» Your objective: Omit the images. Copy each entry word for word.

» Given records:
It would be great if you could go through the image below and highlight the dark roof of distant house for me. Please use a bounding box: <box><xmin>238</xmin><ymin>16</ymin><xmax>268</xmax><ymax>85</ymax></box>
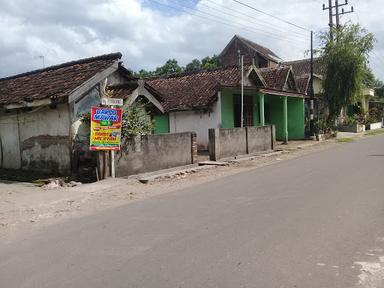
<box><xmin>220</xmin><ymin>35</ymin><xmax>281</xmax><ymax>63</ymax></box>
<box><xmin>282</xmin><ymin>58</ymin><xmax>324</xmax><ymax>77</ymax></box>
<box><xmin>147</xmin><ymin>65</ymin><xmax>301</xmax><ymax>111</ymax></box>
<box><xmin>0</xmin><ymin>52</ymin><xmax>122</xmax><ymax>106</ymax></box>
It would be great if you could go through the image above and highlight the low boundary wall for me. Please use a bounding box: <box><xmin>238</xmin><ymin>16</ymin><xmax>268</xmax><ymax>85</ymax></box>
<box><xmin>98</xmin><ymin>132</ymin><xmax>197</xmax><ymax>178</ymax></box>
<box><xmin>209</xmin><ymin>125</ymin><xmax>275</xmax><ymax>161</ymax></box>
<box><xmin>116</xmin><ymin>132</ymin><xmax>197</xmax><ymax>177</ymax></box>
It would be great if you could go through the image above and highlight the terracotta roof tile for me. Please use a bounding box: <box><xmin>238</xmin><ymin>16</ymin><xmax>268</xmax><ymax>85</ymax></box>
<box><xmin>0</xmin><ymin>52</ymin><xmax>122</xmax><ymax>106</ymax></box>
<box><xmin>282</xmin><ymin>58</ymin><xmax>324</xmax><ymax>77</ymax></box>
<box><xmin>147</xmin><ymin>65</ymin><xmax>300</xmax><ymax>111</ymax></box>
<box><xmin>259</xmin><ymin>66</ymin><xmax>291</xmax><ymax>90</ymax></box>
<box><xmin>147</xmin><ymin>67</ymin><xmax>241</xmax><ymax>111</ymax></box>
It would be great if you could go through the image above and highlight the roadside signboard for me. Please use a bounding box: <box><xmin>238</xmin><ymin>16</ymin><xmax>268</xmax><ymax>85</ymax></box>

» Task output:
It would be great if you could go through the image below and highlight the dark roof of distant house for me. Please use a bounding box: <box><xmin>238</xmin><ymin>16</ymin><xmax>268</xmax><ymax>85</ymax></box>
<box><xmin>220</xmin><ymin>35</ymin><xmax>281</xmax><ymax>63</ymax></box>
<box><xmin>282</xmin><ymin>58</ymin><xmax>324</xmax><ymax>77</ymax></box>
<box><xmin>147</xmin><ymin>65</ymin><xmax>301</xmax><ymax>111</ymax></box>
<box><xmin>0</xmin><ymin>52</ymin><xmax>122</xmax><ymax>106</ymax></box>
It would be great if you could go through the image above and highlight the low boundary wall for me. Please use a bounding box: <box><xmin>238</xmin><ymin>16</ymin><xmax>268</xmax><ymax>85</ymax></box>
<box><xmin>98</xmin><ymin>132</ymin><xmax>197</xmax><ymax>178</ymax></box>
<box><xmin>209</xmin><ymin>125</ymin><xmax>275</xmax><ymax>161</ymax></box>
<box><xmin>116</xmin><ymin>132</ymin><xmax>197</xmax><ymax>177</ymax></box>
It would be great if you could go through the image above and highlight the terracotta roof tile for me. Please use a bounding box: <box><xmin>238</xmin><ymin>16</ymin><xmax>268</xmax><ymax>85</ymax></box>
<box><xmin>0</xmin><ymin>52</ymin><xmax>122</xmax><ymax>106</ymax></box>
<box><xmin>282</xmin><ymin>58</ymin><xmax>324</xmax><ymax>77</ymax></box>
<box><xmin>147</xmin><ymin>65</ymin><xmax>300</xmax><ymax>111</ymax></box>
<box><xmin>259</xmin><ymin>66</ymin><xmax>291</xmax><ymax>90</ymax></box>
<box><xmin>147</xmin><ymin>67</ymin><xmax>241</xmax><ymax>111</ymax></box>
It would be great if you could go through the image above and highlight the roadside signboard for me. Please use a bounding box: <box><xmin>238</xmin><ymin>16</ymin><xmax>268</xmax><ymax>85</ymax></box>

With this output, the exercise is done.